MATERIAL TO PROCESS:
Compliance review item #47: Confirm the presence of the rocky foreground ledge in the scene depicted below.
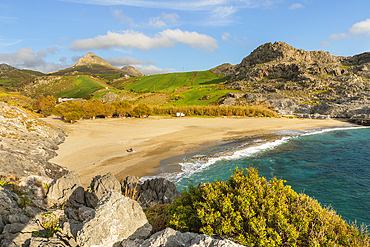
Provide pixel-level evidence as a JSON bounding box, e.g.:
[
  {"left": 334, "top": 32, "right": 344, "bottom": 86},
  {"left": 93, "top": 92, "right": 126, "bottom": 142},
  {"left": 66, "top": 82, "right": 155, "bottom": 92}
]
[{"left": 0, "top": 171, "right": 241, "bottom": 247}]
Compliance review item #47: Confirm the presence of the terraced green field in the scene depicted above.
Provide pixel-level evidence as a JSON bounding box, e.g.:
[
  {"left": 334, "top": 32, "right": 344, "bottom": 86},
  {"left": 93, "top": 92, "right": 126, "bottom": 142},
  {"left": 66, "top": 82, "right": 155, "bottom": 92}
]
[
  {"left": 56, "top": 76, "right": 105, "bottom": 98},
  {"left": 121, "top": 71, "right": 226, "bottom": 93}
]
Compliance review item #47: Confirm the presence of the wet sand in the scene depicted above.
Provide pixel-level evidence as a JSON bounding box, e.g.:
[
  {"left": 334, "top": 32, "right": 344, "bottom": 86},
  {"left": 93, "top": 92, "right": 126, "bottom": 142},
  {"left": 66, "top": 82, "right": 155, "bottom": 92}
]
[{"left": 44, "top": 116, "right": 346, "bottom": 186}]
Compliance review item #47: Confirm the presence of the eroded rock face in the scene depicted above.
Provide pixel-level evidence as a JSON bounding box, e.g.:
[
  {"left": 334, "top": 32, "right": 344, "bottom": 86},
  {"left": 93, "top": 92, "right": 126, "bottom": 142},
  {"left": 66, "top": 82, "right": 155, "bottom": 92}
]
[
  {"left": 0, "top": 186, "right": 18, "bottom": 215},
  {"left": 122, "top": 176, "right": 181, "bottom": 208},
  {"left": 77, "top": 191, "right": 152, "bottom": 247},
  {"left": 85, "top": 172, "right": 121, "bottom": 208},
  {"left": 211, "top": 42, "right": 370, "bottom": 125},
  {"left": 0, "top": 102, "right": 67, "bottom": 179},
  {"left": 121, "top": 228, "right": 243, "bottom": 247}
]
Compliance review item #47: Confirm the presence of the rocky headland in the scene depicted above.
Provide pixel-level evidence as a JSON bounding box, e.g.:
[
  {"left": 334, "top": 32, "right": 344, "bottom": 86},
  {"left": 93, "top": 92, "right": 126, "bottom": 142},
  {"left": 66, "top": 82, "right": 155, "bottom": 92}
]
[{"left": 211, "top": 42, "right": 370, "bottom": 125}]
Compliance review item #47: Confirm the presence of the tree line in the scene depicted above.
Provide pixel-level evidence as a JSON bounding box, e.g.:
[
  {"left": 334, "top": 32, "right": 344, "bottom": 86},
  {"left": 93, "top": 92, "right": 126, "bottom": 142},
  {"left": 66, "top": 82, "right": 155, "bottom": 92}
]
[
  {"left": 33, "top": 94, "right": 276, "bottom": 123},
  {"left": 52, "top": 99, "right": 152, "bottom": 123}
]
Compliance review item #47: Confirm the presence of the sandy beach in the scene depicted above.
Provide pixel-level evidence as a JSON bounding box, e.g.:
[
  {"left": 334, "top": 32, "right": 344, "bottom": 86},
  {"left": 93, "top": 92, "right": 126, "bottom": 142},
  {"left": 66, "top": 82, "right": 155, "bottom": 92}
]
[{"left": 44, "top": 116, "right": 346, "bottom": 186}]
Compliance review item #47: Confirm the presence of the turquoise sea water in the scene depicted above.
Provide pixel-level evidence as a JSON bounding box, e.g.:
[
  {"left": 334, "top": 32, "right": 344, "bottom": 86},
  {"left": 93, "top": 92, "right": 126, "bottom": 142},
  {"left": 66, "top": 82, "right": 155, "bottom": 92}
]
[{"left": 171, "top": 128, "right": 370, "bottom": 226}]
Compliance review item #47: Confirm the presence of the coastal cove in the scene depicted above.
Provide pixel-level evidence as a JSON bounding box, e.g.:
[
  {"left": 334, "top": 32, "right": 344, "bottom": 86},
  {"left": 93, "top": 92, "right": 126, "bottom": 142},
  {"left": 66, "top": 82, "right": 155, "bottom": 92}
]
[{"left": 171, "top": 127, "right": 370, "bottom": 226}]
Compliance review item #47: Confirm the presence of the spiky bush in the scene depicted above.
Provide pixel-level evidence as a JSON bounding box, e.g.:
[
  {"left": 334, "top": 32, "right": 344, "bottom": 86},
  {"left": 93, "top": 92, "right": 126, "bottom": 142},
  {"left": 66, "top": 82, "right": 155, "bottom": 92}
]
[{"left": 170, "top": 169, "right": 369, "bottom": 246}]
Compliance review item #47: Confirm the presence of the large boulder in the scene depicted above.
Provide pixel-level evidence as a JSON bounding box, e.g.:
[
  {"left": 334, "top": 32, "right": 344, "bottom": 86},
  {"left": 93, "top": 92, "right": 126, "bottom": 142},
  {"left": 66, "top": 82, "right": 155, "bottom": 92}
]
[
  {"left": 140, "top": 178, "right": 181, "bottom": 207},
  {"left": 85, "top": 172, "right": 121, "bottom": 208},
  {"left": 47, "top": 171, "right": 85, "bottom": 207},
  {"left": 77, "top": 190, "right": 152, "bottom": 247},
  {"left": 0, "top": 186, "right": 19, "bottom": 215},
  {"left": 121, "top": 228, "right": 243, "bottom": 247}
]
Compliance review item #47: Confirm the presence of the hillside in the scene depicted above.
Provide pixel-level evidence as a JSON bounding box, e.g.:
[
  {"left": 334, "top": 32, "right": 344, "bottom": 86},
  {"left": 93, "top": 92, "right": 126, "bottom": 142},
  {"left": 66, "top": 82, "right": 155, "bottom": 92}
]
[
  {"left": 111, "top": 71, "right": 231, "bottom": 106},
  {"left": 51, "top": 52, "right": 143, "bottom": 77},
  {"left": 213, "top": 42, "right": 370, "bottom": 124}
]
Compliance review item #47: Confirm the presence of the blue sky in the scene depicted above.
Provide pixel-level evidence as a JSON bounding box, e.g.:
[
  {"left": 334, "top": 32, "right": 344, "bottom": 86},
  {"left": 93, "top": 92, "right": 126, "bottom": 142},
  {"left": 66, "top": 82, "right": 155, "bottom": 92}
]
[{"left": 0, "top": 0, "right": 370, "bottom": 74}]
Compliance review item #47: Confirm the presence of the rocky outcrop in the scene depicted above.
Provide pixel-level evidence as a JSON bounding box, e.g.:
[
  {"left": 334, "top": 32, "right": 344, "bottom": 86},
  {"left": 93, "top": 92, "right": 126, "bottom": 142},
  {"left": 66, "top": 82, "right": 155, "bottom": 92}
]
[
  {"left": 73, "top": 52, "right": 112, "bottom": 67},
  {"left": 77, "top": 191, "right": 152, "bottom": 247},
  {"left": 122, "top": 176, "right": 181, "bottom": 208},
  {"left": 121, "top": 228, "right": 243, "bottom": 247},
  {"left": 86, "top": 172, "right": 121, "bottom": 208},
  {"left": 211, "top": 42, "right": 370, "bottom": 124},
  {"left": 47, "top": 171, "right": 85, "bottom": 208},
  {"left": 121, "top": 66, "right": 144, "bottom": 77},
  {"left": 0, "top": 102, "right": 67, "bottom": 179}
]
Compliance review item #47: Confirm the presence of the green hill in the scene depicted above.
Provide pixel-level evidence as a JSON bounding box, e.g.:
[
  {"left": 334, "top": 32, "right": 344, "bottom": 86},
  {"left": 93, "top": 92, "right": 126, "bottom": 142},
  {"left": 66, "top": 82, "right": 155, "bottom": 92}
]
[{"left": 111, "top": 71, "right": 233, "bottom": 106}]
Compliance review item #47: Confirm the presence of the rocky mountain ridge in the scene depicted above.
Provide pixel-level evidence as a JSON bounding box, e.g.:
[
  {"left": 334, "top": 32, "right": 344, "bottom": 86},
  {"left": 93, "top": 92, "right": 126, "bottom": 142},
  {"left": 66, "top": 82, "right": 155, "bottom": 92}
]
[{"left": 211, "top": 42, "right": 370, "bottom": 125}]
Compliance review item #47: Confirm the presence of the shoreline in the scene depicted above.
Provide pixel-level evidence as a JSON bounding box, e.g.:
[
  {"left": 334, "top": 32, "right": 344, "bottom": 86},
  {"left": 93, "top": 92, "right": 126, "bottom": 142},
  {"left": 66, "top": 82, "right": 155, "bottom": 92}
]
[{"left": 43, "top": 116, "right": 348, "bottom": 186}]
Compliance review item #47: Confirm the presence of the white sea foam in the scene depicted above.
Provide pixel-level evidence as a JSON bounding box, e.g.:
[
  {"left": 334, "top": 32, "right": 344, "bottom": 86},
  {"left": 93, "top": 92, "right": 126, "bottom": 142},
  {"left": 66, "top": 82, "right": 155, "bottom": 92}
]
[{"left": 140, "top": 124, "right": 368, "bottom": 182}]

TASK PROMPT: Copy out each line in the data above that contains the word "green". The match is case-sensitive.

SOLVED PROBLEM:
Compliance review item #47: Confirm the presence of the terraced green field in the scene depicted above.
Compliance review item #47: Confirm the presence of the green hill in the scene depicted above.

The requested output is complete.